*** Data for this task ***

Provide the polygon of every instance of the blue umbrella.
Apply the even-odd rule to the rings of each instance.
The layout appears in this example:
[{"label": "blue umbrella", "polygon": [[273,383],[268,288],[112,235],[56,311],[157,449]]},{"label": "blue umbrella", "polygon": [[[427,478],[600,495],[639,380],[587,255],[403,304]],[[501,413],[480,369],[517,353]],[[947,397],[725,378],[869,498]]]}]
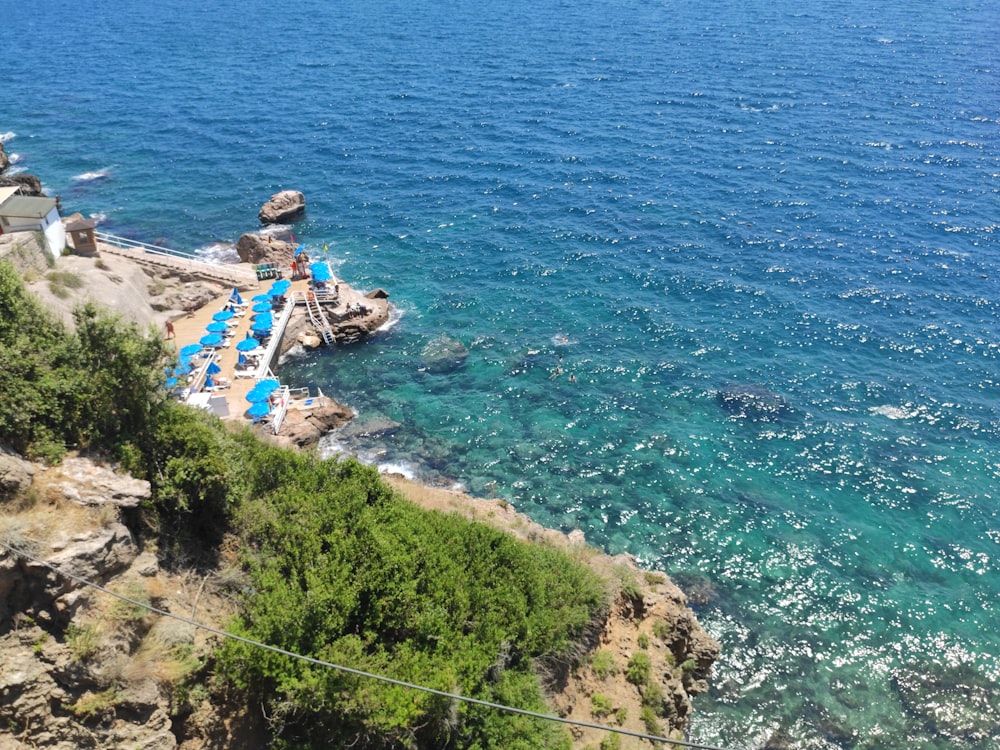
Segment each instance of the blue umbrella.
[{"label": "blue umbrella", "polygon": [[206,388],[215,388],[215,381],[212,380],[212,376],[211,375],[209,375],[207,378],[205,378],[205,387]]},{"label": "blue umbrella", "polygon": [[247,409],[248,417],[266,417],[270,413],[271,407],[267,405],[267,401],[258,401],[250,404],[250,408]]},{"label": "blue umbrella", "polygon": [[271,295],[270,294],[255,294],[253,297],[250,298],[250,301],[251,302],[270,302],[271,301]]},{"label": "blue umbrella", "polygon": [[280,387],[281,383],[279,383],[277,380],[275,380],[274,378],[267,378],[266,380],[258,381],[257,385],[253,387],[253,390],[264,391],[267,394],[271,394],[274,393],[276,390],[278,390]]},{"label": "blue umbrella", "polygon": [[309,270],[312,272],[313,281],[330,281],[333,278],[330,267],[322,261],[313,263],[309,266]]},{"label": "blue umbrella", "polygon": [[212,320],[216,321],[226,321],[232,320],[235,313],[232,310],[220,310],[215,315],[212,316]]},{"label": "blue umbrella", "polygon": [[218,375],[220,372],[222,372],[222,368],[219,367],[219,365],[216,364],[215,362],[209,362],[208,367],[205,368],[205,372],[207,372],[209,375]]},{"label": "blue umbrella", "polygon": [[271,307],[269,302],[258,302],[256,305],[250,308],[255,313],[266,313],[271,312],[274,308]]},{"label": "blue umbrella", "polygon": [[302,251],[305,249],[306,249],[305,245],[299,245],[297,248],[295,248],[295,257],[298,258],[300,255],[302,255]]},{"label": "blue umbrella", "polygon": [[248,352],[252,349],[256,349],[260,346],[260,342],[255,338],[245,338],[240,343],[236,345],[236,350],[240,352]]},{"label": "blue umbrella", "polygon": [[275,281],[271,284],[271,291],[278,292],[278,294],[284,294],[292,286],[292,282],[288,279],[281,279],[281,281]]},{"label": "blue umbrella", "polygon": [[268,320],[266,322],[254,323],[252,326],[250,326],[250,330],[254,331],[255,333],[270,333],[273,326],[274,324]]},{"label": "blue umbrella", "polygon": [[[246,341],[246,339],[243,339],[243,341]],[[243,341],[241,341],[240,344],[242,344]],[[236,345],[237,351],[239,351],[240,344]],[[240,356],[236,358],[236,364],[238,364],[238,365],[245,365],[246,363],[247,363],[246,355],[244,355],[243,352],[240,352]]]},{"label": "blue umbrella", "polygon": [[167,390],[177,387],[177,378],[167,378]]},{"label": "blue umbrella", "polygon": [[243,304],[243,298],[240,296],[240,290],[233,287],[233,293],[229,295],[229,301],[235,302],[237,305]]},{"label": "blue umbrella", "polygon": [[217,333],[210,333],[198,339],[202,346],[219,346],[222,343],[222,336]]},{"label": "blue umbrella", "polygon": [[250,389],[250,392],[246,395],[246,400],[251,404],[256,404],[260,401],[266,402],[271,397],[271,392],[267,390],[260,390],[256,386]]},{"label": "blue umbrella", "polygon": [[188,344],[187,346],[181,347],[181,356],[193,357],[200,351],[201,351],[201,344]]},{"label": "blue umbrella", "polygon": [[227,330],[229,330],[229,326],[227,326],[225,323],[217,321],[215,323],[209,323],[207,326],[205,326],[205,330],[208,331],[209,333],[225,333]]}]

*** End of Data for this task ***

Reproduce every record above exactly, omitting the pictures.

Provide the polygon of every instance of the blue umbrella.
Apply the even-odd rule to the rings of each instance.
The layout appears in this example:
[{"label": "blue umbrella", "polygon": [[273,383],[268,288],[112,235],[56,311],[157,449]]},{"label": "blue umbrella", "polygon": [[[427,478],[600,495],[639,380],[587,255],[403,304]],[[501,413],[480,369],[517,353]],[[947,397],[725,378],[869,498]]]}]
Segment each instance of the blue umbrella.
[{"label": "blue umbrella", "polygon": [[206,388],[215,388],[215,381],[212,380],[212,376],[211,375],[209,375],[207,378],[205,378],[205,387]]},{"label": "blue umbrella", "polygon": [[247,409],[248,417],[266,417],[270,413],[271,407],[267,405],[267,401],[258,401],[250,404],[250,408]]},{"label": "blue umbrella", "polygon": [[271,295],[270,294],[255,294],[253,297],[250,298],[250,301],[251,302],[270,302],[271,301]]},{"label": "blue umbrella", "polygon": [[280,387],[281,383],[279,383],[277,380],[275,380],[274,378],[267,378],[266,380],[258,381],[257,385],[253,387],[253,390],[264,391],[267,394],[271,394],[274,393],[276,390],[278,390]]},{"label": "blue umbrella", "polygon": [[309,270],[312,272],[313,281],[330,281],[333,278],[330,267],[322,261],[313,263],[309,266]]},{"label": "blue umbrella", "polygon": [[212,320],[216,321],[226,321],[232,320],[235,313],[232,310],[220,310],[215,315],[212,316]]},{"label": "blue umbrella", "polygon": [[218,375],[220,372],[222,372],[222,368],[219,367],[219,365],[216,364],[215,362],[209,362],[208,367],[205,368],[205,372],[207,372],[209,375]]},{"label": "blue umbrella", "polygon": [[271,307],[269,302],[258,302],[256,305],[250,308],[255,313],[266,313],[271,312],[274,308]]},{"label": "blue umbrella", "polygon": [[302,251],[305,249],[306,249],[305,245],[299,245],[297,248],[295,248],[295,257],[298,258],[300,255],[302,255]]},{"label": "blue umbrella", "polygon": [[248,352],[252,349],[256,349],[260,346],[260,342],[255,338],[245,338],[240,343],[236,345],[236,350],[240,352]]},{"label": "blue umbrella", "polygon": [[275,281],[271,284],[271,291],[278,292],[278,294],[284,294],[292,286],[292,282],[288,279],[281,279],[281,281]]},{"label": "blue umbrella", "polygon": [[268,320],[266,322],[254,323],[252,326],[250,326],[250,330],[254,331],[255,333],[270,333],[273,326],[274,324]]},{"label": "blue umbrella", "polygon": [[[246,341],[246,339],[243,339],[243,341]],[[243,341],[241,341],[240,344],[242,344]],[[236,345],[237,351],[239,351],[240,344]],[[240,356],[236,358],[236,364],[238,364],[238,365],[245,365],[246,363],[247,363],[246,355],[244,355],[243,352],[240,352]]]},{"label": "blue umbrella", "polygon": [[167,390],[177,387],[177,378],[167,378]]},{"label": "blue umbrella", "polygon": [[243,304],[243,298],[240,296],[240,290],[233,287],[233,293],[229,295],[229,301],[235,302],[237,305]]},{"label": "blue umbrella", "polygon": [[217,333],[210,333],[198,339],[202,346],[219,346],[222,343],[222,336]]},{"label": "blue umbrella", "polygon": [[250,389],[250,392],[246,395],[246,400],[251,404],[256,404],[260,401],[266,402],[271,397],[271,392],[267,390],[260,390],[256,386]]},{"label": "blue umbrella", "polygon": [[188,344],[187,346],[181,347],[181,356],[193,357],[200,351],[201,351],[201,344]]},{"label": "blue umbrella", "polygon": [[227,330],[229,330],[229,326],[227,326],[225,323],[217,321],[215,323],[209,323],[207,326],[205,326],[205,330],[208,331],[209,333],[225,333]]}]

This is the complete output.